WORK INSTRUCTIONS: Please set down, word for word, the part of the voice assistant write-up that opens with the words containing "- Seamlessly connects" and closes with "summaries via email.".

[Opening TEXT SECTION section]

Summary
- Built with OpenAI’s Realtime API using WebSockets for low-latency, bi-directional speech.
- Seamlessly connects voice input to a vector database for semantic searching of clinical guidelines.
- Features server-side Voice Activity Detection (VAD) enabling users to have a fluid and natrual dialogue.
- Remembers returning users via Caller ID for personalized greetings, emails and preffered speaking speed.
- Including a tool to send RAG search summaries via email.
Starting from the standalone Clinical Audit Platform Phase 1 project, I built a voice route which leverages the OpenAI Realtime API to provide a seamless, conversational interface for querying complex medical documents directly through the browser.

Upon entering a caller ID (will be a real user’s phone number in production), users establish a low-latency WebSocket connection that enables natural, bi-directional communication. The system employs advanced Voice Activity Detection (VAD) to allow users to interrupt the AI naturally at any moment, mimicking real human interaction. When a query is posed, the assistant utilizes a Retrieval-Augmented Generation (RAG) pipeline to semantically search through indexed clinical guidelines—specifically for diabetes and dermatitis—and synthesizes the findings into spoken responses with accurate citations.

The architecture prioritizes audio fidelity and user experience. It includes a custom audio processing pipeline that optimizes PCM16 to Float32 conversion and applies dynamic gain control to prevent distortion.
The system delivers a personalized experience by recognizing returning users with their name, email and preffered speaking speed (user will be able to provide these information during the call). The AI also have the ability to generate and email detailed RAG search summary which have key insights and guideline references.

[Closing TEXT SECTION section]
[Opening GIVEN RECORDS section]

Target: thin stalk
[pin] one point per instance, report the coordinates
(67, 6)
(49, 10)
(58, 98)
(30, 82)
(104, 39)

[Closing GIVEN RECORDS section]

EXERCISE ANSWER:
- Seamlessly connects voice input to a vector database for semantic searching of clinical guidelines.
- Features server-side Voice Activity Detection (VAD) enabling users to have a fluid and natrual dialogue.
- Remembers returning users via Caller ID for personalized greetings, emails and preffered speaking speed.
- Including a tool to send RAG search summaries via email.